(Beginning of INFORMATION SHOWN)
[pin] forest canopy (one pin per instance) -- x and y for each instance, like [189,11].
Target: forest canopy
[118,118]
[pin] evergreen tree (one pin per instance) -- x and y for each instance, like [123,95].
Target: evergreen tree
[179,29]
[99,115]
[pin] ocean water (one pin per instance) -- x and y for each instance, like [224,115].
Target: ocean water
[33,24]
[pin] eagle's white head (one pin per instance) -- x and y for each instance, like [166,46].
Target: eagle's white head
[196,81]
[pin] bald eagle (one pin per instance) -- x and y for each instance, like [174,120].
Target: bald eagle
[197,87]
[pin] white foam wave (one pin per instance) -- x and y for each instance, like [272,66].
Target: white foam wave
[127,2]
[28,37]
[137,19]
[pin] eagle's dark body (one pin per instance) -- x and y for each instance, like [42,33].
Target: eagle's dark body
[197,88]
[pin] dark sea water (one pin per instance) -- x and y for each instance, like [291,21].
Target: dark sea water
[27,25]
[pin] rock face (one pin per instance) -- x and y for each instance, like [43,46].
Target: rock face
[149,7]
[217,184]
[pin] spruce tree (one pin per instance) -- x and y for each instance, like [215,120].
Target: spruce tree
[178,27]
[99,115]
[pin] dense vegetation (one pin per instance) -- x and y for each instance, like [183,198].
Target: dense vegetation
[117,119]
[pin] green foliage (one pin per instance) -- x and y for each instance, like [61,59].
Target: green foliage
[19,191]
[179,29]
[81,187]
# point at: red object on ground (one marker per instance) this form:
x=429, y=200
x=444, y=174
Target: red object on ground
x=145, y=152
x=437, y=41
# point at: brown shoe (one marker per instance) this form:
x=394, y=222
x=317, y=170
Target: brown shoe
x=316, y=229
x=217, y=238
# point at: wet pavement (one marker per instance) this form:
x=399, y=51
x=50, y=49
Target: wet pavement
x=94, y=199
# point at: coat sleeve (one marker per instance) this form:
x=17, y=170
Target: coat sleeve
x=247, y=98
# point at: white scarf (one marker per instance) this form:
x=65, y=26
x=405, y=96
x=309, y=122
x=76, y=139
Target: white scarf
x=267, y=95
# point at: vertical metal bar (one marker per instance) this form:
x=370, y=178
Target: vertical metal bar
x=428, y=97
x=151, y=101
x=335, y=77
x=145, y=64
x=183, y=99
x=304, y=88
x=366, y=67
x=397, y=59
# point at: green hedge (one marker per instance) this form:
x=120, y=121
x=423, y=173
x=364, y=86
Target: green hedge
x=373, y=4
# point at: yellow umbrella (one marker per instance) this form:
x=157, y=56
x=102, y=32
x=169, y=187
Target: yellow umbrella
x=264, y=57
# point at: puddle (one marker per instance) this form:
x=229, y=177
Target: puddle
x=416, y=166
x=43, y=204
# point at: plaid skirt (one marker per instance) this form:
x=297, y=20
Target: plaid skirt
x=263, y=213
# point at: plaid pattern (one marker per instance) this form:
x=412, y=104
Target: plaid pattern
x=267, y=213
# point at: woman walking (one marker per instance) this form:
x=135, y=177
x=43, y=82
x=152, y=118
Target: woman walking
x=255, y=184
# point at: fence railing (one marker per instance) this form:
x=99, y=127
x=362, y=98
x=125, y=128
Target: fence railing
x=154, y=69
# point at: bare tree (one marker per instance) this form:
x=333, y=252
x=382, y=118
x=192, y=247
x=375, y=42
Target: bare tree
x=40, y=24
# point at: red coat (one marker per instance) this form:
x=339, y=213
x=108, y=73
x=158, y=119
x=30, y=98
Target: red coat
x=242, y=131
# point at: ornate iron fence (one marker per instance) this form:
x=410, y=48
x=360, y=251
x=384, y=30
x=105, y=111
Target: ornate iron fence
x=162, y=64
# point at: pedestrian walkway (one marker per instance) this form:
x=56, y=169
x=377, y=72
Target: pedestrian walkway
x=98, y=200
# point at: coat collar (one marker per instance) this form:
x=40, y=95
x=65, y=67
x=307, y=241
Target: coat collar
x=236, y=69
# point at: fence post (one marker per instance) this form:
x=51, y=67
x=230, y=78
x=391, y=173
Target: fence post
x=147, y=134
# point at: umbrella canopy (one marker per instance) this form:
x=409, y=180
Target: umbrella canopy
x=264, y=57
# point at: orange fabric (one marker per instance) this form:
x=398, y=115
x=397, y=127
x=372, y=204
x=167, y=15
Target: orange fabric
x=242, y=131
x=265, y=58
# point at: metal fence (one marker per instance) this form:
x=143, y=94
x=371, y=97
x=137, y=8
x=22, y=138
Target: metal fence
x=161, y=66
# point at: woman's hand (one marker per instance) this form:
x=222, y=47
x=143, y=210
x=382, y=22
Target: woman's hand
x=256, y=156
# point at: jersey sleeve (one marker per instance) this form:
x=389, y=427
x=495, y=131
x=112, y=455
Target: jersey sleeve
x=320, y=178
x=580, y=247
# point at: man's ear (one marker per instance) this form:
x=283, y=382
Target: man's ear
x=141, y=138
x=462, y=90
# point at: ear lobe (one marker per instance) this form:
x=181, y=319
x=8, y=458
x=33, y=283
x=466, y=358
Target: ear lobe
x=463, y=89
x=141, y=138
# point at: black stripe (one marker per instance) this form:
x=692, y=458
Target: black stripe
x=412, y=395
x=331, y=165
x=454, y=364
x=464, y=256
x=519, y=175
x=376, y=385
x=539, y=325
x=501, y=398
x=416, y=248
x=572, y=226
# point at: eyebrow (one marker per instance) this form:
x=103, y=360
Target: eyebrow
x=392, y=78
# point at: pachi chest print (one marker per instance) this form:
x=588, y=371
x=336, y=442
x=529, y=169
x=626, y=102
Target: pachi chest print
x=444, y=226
(End of INFORMATION SHOWN)
EXERCISE REQUIREMENTS:
How many of the lines above include the word "like"? State that number and nothing else.

RESPONSE:
12